= STATED TASK =
Output the items from the line containing "Where can the concrete" through the line containing "[[88, 113], [345, 87]]" as a two-column CSV with the columns item_text and answer, one row per item, placing the item's text and its answer each in a single quoted field with any line breaks replaced by spaces.

Stored items:
────────────────────
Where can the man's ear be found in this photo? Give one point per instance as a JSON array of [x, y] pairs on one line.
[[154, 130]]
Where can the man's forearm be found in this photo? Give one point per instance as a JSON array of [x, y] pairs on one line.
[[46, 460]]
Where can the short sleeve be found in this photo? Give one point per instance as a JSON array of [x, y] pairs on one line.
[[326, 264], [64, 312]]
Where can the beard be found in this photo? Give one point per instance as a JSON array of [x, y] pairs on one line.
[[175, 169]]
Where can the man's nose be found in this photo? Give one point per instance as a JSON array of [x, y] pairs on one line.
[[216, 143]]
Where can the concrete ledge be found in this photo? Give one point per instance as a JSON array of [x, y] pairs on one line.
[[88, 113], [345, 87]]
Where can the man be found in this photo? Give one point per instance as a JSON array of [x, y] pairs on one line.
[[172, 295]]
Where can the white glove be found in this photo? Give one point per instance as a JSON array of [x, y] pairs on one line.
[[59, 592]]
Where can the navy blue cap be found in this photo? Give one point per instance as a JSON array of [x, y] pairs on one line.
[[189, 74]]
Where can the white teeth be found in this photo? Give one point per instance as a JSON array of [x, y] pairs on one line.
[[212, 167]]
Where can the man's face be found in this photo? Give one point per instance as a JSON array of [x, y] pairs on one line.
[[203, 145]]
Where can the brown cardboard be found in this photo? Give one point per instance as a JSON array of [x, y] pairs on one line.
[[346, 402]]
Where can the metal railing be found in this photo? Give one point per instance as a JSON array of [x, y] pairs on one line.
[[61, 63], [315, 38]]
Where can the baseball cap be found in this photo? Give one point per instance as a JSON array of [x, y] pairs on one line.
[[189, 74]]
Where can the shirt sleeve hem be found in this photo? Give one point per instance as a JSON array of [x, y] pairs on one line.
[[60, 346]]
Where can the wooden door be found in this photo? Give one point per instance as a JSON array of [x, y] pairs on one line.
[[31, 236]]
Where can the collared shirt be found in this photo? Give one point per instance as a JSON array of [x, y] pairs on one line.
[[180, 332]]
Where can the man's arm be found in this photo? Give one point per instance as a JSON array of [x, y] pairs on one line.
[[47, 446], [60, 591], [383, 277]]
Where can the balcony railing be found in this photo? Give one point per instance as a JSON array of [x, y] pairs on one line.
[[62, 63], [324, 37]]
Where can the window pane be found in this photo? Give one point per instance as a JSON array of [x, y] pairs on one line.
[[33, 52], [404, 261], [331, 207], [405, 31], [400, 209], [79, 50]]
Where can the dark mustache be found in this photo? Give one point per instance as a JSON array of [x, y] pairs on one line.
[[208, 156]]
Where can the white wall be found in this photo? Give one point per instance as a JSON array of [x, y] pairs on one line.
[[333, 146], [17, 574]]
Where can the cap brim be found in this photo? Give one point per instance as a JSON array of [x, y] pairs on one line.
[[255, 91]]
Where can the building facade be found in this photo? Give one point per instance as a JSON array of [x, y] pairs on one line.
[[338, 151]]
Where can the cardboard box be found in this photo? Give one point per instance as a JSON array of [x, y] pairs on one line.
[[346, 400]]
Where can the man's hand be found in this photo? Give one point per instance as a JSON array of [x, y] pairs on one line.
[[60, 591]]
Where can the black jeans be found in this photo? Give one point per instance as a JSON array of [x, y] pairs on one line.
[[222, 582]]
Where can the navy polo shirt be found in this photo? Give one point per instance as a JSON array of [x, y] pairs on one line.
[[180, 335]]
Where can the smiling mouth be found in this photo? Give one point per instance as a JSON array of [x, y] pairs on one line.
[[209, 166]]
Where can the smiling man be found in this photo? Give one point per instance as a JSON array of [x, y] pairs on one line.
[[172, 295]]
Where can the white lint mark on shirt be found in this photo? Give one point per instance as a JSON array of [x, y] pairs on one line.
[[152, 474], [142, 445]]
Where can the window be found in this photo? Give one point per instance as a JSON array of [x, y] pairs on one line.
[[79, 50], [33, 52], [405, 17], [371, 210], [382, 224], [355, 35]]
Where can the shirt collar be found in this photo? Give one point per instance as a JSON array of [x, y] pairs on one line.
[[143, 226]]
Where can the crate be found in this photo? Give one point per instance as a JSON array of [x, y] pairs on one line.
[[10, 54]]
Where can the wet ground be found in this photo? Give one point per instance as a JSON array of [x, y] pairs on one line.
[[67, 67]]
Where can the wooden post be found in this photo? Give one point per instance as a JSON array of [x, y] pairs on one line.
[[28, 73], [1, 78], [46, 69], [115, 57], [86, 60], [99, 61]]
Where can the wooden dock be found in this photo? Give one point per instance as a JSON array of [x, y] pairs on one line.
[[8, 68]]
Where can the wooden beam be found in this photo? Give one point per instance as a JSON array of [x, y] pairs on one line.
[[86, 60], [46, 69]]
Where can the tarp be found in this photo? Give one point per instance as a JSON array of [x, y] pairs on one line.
────────────────────
= ANSWER FOR THIS EXERCISE =
item_text,answer
"Where can the concrete ledge be found in this photo? Give one point per instance as a JSON array of [x, y] pairs on one line.","[[88, 113], [345, 87]]"